(TASK OBJECTIVE):
Go through the data that follows and restate each line exactly as it reads.
☆ ☆ ☆ ☆ ☆
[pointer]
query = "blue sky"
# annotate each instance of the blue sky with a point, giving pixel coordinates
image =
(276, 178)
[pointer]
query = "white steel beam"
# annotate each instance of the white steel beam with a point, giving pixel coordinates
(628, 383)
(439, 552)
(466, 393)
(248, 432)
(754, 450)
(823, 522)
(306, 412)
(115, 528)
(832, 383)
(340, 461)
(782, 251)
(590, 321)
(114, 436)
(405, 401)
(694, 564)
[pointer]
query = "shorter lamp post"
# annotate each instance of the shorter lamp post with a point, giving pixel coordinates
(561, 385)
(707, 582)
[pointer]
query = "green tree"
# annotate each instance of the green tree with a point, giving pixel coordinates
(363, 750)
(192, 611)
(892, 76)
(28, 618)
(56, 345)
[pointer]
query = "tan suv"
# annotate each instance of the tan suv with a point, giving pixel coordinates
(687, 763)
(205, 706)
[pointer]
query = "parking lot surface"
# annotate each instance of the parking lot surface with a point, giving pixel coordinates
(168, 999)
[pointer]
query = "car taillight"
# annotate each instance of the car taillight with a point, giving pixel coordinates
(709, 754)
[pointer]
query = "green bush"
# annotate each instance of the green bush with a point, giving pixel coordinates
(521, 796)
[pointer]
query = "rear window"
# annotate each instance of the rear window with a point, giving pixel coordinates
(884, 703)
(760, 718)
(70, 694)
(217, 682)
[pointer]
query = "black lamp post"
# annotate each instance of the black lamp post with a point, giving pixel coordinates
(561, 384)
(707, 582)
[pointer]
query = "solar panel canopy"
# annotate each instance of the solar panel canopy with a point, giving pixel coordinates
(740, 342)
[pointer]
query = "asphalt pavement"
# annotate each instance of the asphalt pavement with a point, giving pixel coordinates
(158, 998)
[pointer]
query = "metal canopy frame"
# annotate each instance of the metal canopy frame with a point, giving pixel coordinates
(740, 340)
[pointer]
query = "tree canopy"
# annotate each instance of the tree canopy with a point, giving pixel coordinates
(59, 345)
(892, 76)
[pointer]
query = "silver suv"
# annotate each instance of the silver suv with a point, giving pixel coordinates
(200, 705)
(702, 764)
☆ ☆ ☆ ☆ ☆
(ANSWER TO THIS PROBLEM):
[pointer]
query = "blue sky"
# annotate each instance of the blue sky with a point, giving pixel coordinates
image =
(276, 178)
[pointer]
query = "white steel beam"
# annotate each instance of the white steel beam with a point, giving pixel coordinates
(628, 383)
(439, 552)
(466, 393)
(248, 432)
(754, 450)
(823, 522)
(306, 412)
(115, 528)
(832, 383)
(340, 461)
(782, 251)
(590, 321)
(114, 436)
(405, 401)
(694, 564)
[pointer]
query = "shorter lamp post"
# annotate each instance of the shorter lamp post with a point, giving pixel coordinates
(561, 385)
(707, 582)
[pointer]
query = "green tree"
# annotate each instance of the green tree with a point, giving pixel coordinates
(363, 750)
(192, 611)
(892, 76)
(28, 618)
(56, 345)
[pointer]
query = "tan suv"
# annotate each instance of the tan suv with a point, giving pixel coordinates
(687, 763)
(205, 706)
[pointer]
query = "parking lot surface"
# annotate each instance of the parking lot surface with a point, giving pixel coordinates
(168, 999)
[pointer]
query = "car taillight"
# annotate each instance of the car taillight with a point, giving pixel coordinates
(709, 754)
[pointer]
query = "green bush"
# annotate each instance of the green bush with a point, giving pixel coordinates
(521, 796)
[pointer]
query = "rear window"
# annotate each instance of the rear window with a point, giving pixel coordinates
(884, 703)
(760, 718)
(70, 694)
(217, 682)
[pointer]
query = "black lamp post"
# annotate each instance of the black lamp post with a point, giving pixel coordinates
(561, 384)
(707, 582)
[pointer]
query = "solar panel canopy"
# annotate each instance of the solar panel canopy with a point, giving pixel coordinates
(740, 342)
[pointer]
query = "asphalt pavement"
# annotate each instance of the asphalt pavement with a point, giving pixel coordinates
(158, 998)
[pointer]
query = "metal canopy frame"
# annotate each instance of the metal canopy frame with a point, giving pixel coordinates
(740, 340)
[pointer]
query = "tree canopy"
# annotate each instance of the tree canopy with a point, giving pixel coordinates
(59, 345)
(892, 76)
[pointer]
query = "silver suv"
# annotate each instance of the silver suv with a point, giving pixel coordinates
(200, 705)
(702, 764)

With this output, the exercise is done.